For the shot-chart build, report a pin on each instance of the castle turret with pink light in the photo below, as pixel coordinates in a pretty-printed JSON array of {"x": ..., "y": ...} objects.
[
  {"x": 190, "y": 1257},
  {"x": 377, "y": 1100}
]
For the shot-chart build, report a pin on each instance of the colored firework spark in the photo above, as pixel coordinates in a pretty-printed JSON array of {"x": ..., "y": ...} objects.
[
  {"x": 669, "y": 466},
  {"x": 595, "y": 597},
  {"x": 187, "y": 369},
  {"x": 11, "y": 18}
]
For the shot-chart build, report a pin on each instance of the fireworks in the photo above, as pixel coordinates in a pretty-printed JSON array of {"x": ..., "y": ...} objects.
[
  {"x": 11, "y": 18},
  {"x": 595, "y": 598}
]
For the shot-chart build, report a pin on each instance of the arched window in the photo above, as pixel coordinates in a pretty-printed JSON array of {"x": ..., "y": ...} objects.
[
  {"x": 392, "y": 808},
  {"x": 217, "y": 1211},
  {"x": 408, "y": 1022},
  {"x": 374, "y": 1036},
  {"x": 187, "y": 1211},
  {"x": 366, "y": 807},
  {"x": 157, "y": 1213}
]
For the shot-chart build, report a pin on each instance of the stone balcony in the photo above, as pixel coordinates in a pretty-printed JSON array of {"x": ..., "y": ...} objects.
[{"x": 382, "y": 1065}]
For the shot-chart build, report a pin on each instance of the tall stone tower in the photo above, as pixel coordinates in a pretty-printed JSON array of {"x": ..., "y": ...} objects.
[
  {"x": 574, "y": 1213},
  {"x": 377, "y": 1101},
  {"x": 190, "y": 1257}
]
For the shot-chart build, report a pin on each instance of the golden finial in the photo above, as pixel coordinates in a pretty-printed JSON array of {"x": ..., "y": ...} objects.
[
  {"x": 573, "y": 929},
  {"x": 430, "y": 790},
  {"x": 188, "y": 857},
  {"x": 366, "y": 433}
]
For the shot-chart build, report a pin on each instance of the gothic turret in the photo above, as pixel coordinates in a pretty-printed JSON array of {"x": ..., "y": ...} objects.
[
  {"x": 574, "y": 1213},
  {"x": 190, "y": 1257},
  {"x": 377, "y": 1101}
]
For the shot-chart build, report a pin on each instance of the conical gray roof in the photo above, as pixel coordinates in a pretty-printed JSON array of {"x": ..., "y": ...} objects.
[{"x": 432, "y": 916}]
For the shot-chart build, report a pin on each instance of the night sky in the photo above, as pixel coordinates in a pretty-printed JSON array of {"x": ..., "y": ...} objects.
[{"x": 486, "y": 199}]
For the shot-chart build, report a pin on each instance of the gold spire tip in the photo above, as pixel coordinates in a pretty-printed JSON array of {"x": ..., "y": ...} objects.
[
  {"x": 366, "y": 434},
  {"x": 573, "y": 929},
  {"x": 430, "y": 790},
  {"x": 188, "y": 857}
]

What to produce -
Rewrite the lines from the one containing "of the gothic" through the end of the lines, requests included. Multiply every coordinate in the answers by 2.5 and round each result to a whole number, rounding halves up.

Full output -
For the shot-chart build, report a pin on each instance of the gothic turret in the photo above, as pixel coordinates in a pretty-printed JSON array of {"x": ..., "y": ...} objects.
[
  {"x": 1435, "y": 3033},
  {"x": 475, "y": 3143},
  {"x": 943, "y": 2753}
]
For the shot-chart build, report a pin on each instance of the conical gray roof in the photo above, as pixel coordinates in a pretty-printed JSON array of {"x": ..., "y": ...} objects.
[{"x": 1080, "y": 2290}]
For the shot-chart build, report a pin on each instance of the night sky in the photo above, as pixel coordinates in a pretty-printed JSON array of {"x": ..., "y": ...} objects.
[{"x": 1215, "y": 498}]
For the shot-chart build, report a pin on each instance of the gold spire tip in the photo above, as pixel coordinates in a pretty-printed JSON array of {"x": ..., "y": ...} objects.
[
  {"x": 915, "y": 1085},
  {"x": 1433, "y": 2323},
  {"x": 1075, "y": 1975},
  {"x": 470, "y": 2143}
]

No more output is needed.